Stored dataset items

★ ★ ★ ★ ★ ★ ★

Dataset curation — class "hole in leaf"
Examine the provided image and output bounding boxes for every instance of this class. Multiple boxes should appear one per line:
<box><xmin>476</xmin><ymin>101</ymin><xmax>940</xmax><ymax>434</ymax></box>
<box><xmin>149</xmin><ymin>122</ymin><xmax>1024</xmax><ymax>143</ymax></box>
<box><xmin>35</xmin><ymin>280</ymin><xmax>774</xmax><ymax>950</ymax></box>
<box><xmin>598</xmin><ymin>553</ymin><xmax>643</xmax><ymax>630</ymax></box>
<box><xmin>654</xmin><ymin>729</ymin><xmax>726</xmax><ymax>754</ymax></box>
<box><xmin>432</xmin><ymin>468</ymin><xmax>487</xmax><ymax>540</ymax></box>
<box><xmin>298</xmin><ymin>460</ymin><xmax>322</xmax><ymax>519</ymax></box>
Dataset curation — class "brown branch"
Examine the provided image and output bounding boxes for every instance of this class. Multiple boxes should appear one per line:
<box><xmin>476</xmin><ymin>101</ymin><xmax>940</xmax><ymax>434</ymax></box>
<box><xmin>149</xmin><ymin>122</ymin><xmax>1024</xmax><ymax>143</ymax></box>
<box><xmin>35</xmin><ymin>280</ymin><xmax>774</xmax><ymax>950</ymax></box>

★ ★ ★ ★ ★ ★ ★

Exercise description:
Extract every line of the records above that contains the string "xmin", treating uppercase and lowercase as different.

Worked solution:
<box><xmin>476</xmin><ymin>101</ymin><xmax>940</xmax><ymax>434</ymax></box>
<box><xmin>149</xmin><ymin>122</ymin><xmax>1024</xmax><ymax>143</ymax></box>
<box><xmin>35</xmin><ymin>280</ymin><xmax>774</xmax><ymax>950</ymax></box>
<box><xmin>598</xmin><ymin>553</ymin><xmax>643</xmax><ymax>630</ymax></box>
<box><xmin>654</xmin><ymin>729</ymin><xmax>726</xmax><ymax>754</ymax></box>
<box><xmin>432</xmin><ymin>468</ymin><xmax>487</xmax><ymax>540</ymax></box>
<box><xmin>298</xmin><ymin>460</ymin><xmax>322</xmax><ymax>519</ymax></box>
<box><xmin>476</xmin><ymin>101</ymin><xmax>940</xmax><ymax>434</ymax></box>
<box><xmin>149</xmin><ymin>122</ymin><xmax>1024</xmax><ymax>143</ymax></box>
<box><xmin>35</xmin><ymin>280</ymin><xmax>774</xmax><ymax>950</ymax></box>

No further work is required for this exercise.